Dataset records:

* START *

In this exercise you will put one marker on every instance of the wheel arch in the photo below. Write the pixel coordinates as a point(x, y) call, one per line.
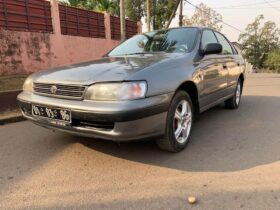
point(241, 77)
point(191, 88)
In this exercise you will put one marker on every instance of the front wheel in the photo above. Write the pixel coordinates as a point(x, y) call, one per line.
point(179, 123)
point(234, 101)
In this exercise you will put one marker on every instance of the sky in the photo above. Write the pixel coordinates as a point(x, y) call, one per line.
point(238, 13)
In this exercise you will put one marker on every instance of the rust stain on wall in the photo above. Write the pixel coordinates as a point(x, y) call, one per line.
point(38, 47)
point(20, 48)
point(10, 53)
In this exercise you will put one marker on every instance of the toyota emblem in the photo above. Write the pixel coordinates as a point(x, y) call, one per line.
point(53, 89)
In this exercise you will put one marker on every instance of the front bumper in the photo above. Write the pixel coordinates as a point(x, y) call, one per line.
point(118, 121)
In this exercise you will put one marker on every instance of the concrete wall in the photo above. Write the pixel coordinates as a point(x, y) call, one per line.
point(26, 52)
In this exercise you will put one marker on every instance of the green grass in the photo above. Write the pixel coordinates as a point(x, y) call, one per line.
point(8, 83)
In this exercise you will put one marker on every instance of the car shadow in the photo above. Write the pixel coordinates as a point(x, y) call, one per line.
point(222, 140)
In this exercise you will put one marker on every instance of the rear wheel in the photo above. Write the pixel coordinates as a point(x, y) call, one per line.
point(234, 101)
point(179, 123)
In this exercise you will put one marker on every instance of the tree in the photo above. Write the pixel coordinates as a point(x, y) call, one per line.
point(134, 9)
point(205, 16)
point(273, 60)
point(110, 6)
point(258, 40)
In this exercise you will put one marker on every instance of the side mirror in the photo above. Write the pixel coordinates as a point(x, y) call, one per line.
point(213, 48)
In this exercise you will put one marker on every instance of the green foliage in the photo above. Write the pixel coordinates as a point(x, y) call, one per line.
point(110, 6)
point(134, 9)
point(258, 40)
point(204, 16)
point(161, 11)
point(273, 60)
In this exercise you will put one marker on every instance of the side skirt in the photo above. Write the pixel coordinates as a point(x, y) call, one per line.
point(202, 109)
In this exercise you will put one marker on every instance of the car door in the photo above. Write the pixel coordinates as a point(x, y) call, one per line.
point(230, 62)
point(214, 72)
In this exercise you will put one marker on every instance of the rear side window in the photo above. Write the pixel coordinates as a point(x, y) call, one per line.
point(227, 49)
point(207, 37)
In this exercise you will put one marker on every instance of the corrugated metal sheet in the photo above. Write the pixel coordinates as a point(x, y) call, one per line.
point(26, 15)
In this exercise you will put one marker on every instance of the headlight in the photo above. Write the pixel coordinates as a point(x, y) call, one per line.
point(116, 91)
point(28, 85)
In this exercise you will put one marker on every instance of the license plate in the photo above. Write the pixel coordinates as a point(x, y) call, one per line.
point(55, 114)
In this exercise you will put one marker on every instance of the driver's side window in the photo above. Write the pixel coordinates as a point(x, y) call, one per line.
point(207, 37)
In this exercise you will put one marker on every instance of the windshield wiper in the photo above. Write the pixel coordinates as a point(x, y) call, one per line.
point(143, 53)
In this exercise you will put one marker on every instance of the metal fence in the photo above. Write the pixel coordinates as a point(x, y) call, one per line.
point(26, 15)
point(80, 22)
point(131, 28)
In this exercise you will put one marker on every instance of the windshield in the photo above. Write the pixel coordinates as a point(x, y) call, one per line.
point(169, 41)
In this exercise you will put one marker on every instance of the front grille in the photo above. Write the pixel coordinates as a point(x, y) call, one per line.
point(62, 91)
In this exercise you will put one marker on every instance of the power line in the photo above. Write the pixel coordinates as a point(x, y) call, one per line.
point(245, 5)
point(271, 5)
point(215, 17)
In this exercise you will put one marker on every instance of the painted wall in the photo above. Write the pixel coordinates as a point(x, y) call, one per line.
point(27, 52)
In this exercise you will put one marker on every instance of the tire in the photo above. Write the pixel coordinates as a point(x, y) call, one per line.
point(182, 121)
point(234, 101)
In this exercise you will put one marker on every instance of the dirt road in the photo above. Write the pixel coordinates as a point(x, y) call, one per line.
point(232, 162)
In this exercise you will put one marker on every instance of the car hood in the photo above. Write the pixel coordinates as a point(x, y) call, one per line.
point(102, 70)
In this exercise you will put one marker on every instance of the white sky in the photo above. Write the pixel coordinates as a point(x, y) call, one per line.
point(235, 14)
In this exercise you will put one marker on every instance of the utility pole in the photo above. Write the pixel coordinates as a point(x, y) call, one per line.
point(148, 15)
point(181, 14)
point(173, 13)
point(122, 20)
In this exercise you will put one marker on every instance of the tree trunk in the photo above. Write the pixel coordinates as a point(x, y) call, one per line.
point(181, 14)
point(122, 19)
point(148, 15)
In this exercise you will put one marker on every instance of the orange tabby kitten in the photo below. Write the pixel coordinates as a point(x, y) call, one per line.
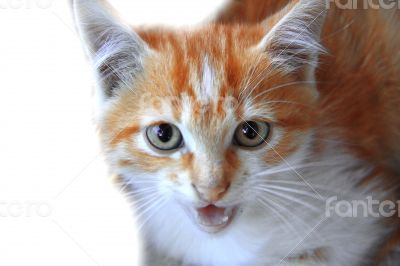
point(268, 136)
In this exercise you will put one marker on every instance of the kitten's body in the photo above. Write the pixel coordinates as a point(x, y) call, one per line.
point(335, 132)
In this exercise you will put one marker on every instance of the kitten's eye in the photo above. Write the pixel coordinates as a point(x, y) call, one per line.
point(252, 134)
point(164, 137)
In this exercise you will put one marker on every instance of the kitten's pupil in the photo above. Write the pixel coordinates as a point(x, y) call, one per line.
point(250, 129)
point(164, 132)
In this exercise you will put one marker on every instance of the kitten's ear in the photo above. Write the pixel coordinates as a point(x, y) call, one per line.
point(115, 51)
point(293, 43)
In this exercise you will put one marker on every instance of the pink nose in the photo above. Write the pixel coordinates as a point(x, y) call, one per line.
point(211, 194)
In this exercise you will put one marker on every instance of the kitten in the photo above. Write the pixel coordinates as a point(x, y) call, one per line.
point(237, 140)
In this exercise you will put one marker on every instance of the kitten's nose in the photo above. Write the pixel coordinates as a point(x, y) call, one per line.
point(211, 194)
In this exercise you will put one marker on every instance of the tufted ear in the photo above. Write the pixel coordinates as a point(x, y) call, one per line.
point(116, 52)
point(293, 43)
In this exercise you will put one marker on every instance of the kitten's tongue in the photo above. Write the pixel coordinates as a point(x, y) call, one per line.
point(212, 218)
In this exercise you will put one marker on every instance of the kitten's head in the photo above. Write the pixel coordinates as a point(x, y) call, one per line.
point(198, 119)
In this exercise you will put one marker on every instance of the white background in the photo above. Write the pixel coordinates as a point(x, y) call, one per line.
point(57, 203)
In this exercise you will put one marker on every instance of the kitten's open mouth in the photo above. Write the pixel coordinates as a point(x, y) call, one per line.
point(213, 219)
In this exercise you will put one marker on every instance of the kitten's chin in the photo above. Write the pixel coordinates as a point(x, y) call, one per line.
point(213, 219)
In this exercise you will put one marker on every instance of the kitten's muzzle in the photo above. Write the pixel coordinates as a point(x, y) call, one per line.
point(213, 219)
point(213, 194)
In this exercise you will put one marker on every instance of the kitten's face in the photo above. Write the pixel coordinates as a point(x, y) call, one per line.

* END *

Exercise prompt:
Your task is an exact transcription of all the data, minus the pictures.

Output of the exercise:
In this exercise you will put one marker on every instance of the wheel arch in the photo below. Write the pixel coordinates as a point(x, y) call, one per line.
point(241, 77)
point(191, 88)
In this exercise you will put one marker on every instance of the front wheel in the photo above. Write the pixel coordinates as a point(x, y) call, one per line.
point(179, 123)
point(234, 101)
In this exercise you will put one marker on every instance of the sky in the photo above. Write the pixel coordinates as a point(x, y) call, one per line.
point(238, 13)
In this exercise you will put one marker on every instance of the rust stain on wall in the photo above. Write the pixel coordinates as a point(x, y) call, one per line.
point(38, 47)
point(20, 48)
point(10, 53)
In this exercise you will put one marker on every instance of the toyota emblem in the photo above. Write the pixel coordinates as a point(x, y) call, one per line.
point(53, 89)
In this exercise you will put one marker on every instance of the front bumper in the photo above. Write the pixel coordinates as a point(x, y) call, one per line.
point(118, 121)
In this exercise you will put one marker on every instance of the concrete wall in the photo above. Write the pixel coordinates as a point(x, y) call, one per line.
point(26, 52)
In this exercise you will put one marker on every instance of the green grass in the photo above. Write the pixel coordinates as a point(x, y) call, one per line.
point(8, 83)
In this exercise you will put one marker on every instance of the car shadow in the photo above. Write the pixel coordinates as a point(x, y) call, one per line.
point(222, 140)
In this exercise you will put one marker on every instance of the rear wheel in the photo above. Write the pixel coordinates as a point(x, y) call, one per line.
point(234, 101)
point(179, 123)
In this exercise you will put one marker on every instance of the tree in the photo above. Write the pixel coordinates as a point(x, y) call, one per line.
point(134, 9)
point(205, 16)
point(273, 60)
point(110, 6)
point(258, 40)
In this exercise you will put one marker on every instance of the side mirror in the photo above. Write the pixel coordinates as a point(x, y) call, one per line.
point(213, 48)
In this exercise you will put one marker on every instance of the green foliage in the photo above. Write the pixel coordinates as a point(x, y) call, one per line.
point(110, 6)
point(134, 9)
point(258, 40)
point(204, 16)
point(161, 11)
point(273, 60)
In this exercise you will put one marker on every instance of the side skirt in the photo above. Write the pixel coordinates as a point(x, y) call, one per line.
point(202, 109)
In this exercise you will put one marker on every instance of the car door in the photo above. Write the pixel coordinates as a point(x, y) call, one per line.
point(230, 62)
point(214, 72)
In this exercise you will put one marker on every instance of the rear side window in the photo above. Write the pixel coordinates as a point(x, y) call, one per line.
point(227, 49)
point(207, 37)
In this exercise you will put one marker on every instance of the corrugated metal sheet in the photo above. Write the pixel coordinates as a point(x, y) call, one per line.
point(26, 15)
In this exercise you will put one marker on every instance of the headlight in the photo above. Write the pixel coordinates as a point(x, y) call, one per line.
point(116, 91)
point(28, 85)
In this exercise you will put one marker on every instance of the license plate in the photo above. Write the pixel coordinates as a point(x, y) call, one per line.
point(55, 114)
In this exercise you will put one marker on every instance of the driver's side window in the photo above. Write the pixel coordinates as a point(x, y) call, one per line.
point(207, 37)
In this exercise you will put one marker on every instance of the windshield wiper in the photo above. Write the pixel coordinates as a point(x, y) call, one per line.
point(143, 53)
In this exercise you will put one marker on every instance of the metal fence in the photo above. Write the pixel coordinates as a point(x, y) call, one per line.
point(26, 15)
point(80, 22)
point(131, 28)
In this exercise you will put one marker on every instance of the windshield in the photo above. Write the pixel coordinates as a point(x, y) call, one per line.
point(169, 41)
In this exercise you will put one marker on every instance of the front grille in the photo above. Write the pixel coordinates as a point(x, y) call, one per line.
point(62, 91)
In this exercise you will put one marker on every instance of the power line in the photo above. Write the pixel coordinates as a point(x, y) call, one per line.
point(245, 5)
point(271, 5)
point(215, 17)
In this exercise you will put one marker on every instance of the painted wall in the photo above. Write the pixel coordinates as a point(x, y) call, one per line.
point(27, 52)
In this exercise you will put one marker on every instance of the tire in the photo above. Write the pixel coordinates as a point(x, y) call, one per line.
point(182, 121)
point(234, 101)
In this exercise you will put one marker on every instance of the dirt road in the photo above. Write the pixel coordinates as a point(x, y) call, one per line.
point(232, 162)
In this exercise you will put one marker on every instance of the car hood in the photo above. Write the pixel coordinates as a point(x, y) call, one per line.
point(102, 70)
In this exercise you will put one marker on every instance of the white sky in the photo above. Write the pixel coordinates as a point(x, y) call, one per line.
point(235, 14)
In this exercise you will put one marker on every instance of the utility pole in the photo above. Write the pixel coordinates as a point(x, y) call, one per line.
point(148, 15)
point(181, 14)
point(173, 13)
point(122, 20)
In this exercise you will put one marker on every instance of the tree trunk in the photo above. Write the pixel coordinates as a point(x, y) call, one per line.
point(181, 14)
point(122, 19)
point(148, 15)
In this exercise you will put one marker on every instance of the orange tabby kitten in the photo below. Write the pixel coordinates as a point(x, y) call, one per line.
point(268, 136)
In this exercise you will put one marker on every instance of the kitten's body in the photo above. Write the pixel coordinates as a point(x, y) call, one per line.
point(335, 132)
In this exercise you will put one marker on every instance of the kitten's eye in the photo above. Write the pixel coordinates as a point(x, y) call, one per line.
point(252, 134)
point(164, 137)
In this exercise you will put one marker on every instance of the kitten's pupil in the photo above. Write the pixel coordinates as a point(x, y) call, one per line.
point(250, 129)
point(164, 132)
In this exercise you will put one marker on every instance of the kitten's ear in the photo above. Write the pixel coordinates as a point(x, y) call, one per line.
point(115, 51)
point(293, 43)
In this exercise you will put one marker on every instance of the pink nose in the photo above. Write the pixel coordinates as a point(x, y) call, one per line.
point(211, 194)
In this exercise you will put one marker on every instance of the kitten in the photo above. Write the pixel coordinates as a point(x, y) call, one per line.
point(237, 140)
In this exercise you will put one marker on every instance of the kitten's nose in the photo above. Write the pixel coordinates as a point(x, y) call, one per line.
point(211, 194)
In this exercise you will put one marker on every instance of the tufted ear in the photo above. Write the pixel coordinates as a point(x, y) call, one per line.
point(116, 52)
point(293, 43)
In this exercise you will put one marker on every instance of the kitten's tongue in the photo above. Write the pixel coordinates as a point(x, y) call, one per line.
point(212, 218)
In this exercise you will put one marker on every instance of the kitten's head in the photo above. Write the pixel coordinates as a point(x, y) call, one per line.
point(198, 119)
In this exercise you will put one marker on every instance of the white background in the photo above. Write the pixel coordinates as a point(x, y) call, one per line.
point(57, 203)
In this exercise you will put one marker on every instance of the kitten's open mouth in the photo above. Write the pixel coordinates as a point(x, y) call, one per line.
point(213, 219)
In this exercise you will put one marker on every instance of the kitten's chin in the photo above. Write the pixel coordinates as a point(x, y) call, one per line.
point(213, 219)
In this exercise you will put one marker on every instance of the kitten's muzzle in the photo above. Write the pixel coordinates as a point(x, y) call, one per line.
point(213, 219)
point(213, 194)
In this exercise you will put one marker on every instance of the kitten's face in the photo above. Write the pixel coordinates as a point(x, y) call, one per line.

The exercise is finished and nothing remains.